*** Opening of Selected text ***

20 November, 2015 Hotel Attacks
The ISIS raid on Paris on 13 November 2015 included seven targets, reports the BBC, mostly in the eastern portion of the city:
Most of the gun attacks were reportedly by terrorists armed with AK-47s, grenades, and suicide vests. The mobile teams that went from venue to venue arrived at (and egressed from) their targets in cars.
The Telegraph reports there were between 7-9 attackers, and one or two might have escaped the carnage. An EU-wide manhunt is underway for the attacker(s) that might have escaped, and also for the cell’s support network. The support network presumably helped facilitate the attacks with intelligence, logistics, finances, transportation, etc., and might have numbered 20 or more. The entire network appears linked to several other countries, including Belgium and Syria.
The Telegraph reports that the attacks killed 129 people. CNN says the wounded count was 352.
How were hotels connected?
First, the 9:25 pm attack on Le Carillon was not just an attack on a bar. The venue also appears to be a budget hotel. The awning of the establishment says, “Bar Le Carillon Hotel.” The address of the venue at 18 Rue Alibert clearly has a “hotel” sign on it, and there are large “hotel” signs above the bar as well. None of the standard travel sites mention that this is a hotel, however.
There is no clear connection linking any hotel issue and the attack on Le Carillon. It appears that the attack focused on Le Carillon because it was an easy and popular civilian target that would grab sensational headlines and spread fear by murdering its patrons. It seems likely that the establishment just happened to be a hotel. There are hundreds of small hotels all over Paris – practically on every third block or so – many of which do not show up on travel sites or Google map searches. Accordingly, unless a terror attack intentionally focuses on a hotel in Paris, chances are that nearly any attack in the city will happen near a hotel.
And this points to the second way that the Paris attacks were connected to hotels: there were scores of hotels near/next to the venues that were hit. They were:
Target: Bataclan……Hotel(s): 1) Hotel Fabriq, and 2) the Ideal Hotel (both about two blocks away to the southwest)
Target: La Casa Nostra……Hotel: Absolute Paris (across the street)
Target: La Belle Equipe bar……Hotel: Hotel des Arts Bastille (across the street, next to a pharmacy)
Target: Stade De France……Hotel(s): 1) Hotel Suite Novotel (directly adjacent to the stadium to the east,) and 2) Hotel Ibis Saint Denis Stade Sud, and 3) F1 Stade De France (the third stadium bomber exploded himself 400 meters from the Stade de France on Rue de la Cokerie near a McDonald’s. The Ibis and F1 hotels are 100 feet to the east of this McDonald’s. There is also another F1 hotel across the river, east of the stadium.) 4) Hotel ibis Saint-Denis Stade Ouest (to the west of the stadium and several blocks from the explosions, but still in the vicinity of the attacks.)

*** Close of Selected text ***

Assignment 1:
Print the passage of the Paris attacks article between "The Telegraph reports there" and "Belgium and Syria.", inclusive.
Assignment 2:
Decide whether each statement agrees with the Paris attacks article. Answer yes or no for each and quote the words that decide it: (a) The Telegraph gave the death toll as 129. (b) The standard travel sites list Le Carillon as a hotel. (c) Hotel Fabriq stands across the street from the Bataclan.
The data after this point is separate material and has nothing to do with the Paris attacks article.

*** Opening of Study material ***

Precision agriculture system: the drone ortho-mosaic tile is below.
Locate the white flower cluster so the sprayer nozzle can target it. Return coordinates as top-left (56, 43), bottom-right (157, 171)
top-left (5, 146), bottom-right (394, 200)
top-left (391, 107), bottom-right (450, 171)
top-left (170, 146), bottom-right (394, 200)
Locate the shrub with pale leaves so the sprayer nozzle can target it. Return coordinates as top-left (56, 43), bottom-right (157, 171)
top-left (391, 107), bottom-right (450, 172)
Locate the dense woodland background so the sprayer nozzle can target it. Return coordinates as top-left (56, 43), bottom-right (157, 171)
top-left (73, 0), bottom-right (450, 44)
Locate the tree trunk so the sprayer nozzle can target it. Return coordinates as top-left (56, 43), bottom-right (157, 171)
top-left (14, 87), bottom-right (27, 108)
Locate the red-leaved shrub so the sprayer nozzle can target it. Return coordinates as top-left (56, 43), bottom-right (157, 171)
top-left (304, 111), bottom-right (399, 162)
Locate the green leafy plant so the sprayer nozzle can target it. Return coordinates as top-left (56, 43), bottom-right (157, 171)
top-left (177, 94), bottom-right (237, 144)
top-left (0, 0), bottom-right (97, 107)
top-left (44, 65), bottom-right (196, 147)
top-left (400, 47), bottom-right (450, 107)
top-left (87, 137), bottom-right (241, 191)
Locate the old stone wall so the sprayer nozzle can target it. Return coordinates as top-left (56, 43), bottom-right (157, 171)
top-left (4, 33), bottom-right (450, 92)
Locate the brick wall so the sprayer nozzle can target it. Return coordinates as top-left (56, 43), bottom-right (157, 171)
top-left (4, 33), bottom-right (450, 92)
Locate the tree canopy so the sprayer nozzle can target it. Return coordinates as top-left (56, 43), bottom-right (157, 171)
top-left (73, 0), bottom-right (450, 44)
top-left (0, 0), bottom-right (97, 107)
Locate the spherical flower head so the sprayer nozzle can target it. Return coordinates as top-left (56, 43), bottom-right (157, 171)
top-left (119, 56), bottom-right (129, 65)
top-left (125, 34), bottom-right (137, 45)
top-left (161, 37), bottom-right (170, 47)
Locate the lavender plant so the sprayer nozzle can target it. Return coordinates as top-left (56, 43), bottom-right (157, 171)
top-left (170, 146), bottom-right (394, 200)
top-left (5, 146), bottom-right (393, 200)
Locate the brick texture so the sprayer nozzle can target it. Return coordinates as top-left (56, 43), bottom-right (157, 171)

*** Close of Study material ***

Exercise solution 1:
The Telegraph reports there were between 7-9 attackers, and one or two might have escaped the carnage. An EU-wide manhunt is underway for the attacker(s) that might have escaped, and also for the cell’s support network. The support network presumably helped facilitate the attacks with intelligence, logistics, finances, transportation, etc., and might have numbered 20 or more. The entire network appears linked to several other countries, including Belgium and Syria.

Exercise solution 2:
(a) Yes: "The Telegraph reports that the attacks killed 129 people."
(b) No: "None of the standard travel sites mention that this is a hotel, however."
(c) No: "both about two blocks away to the southwest"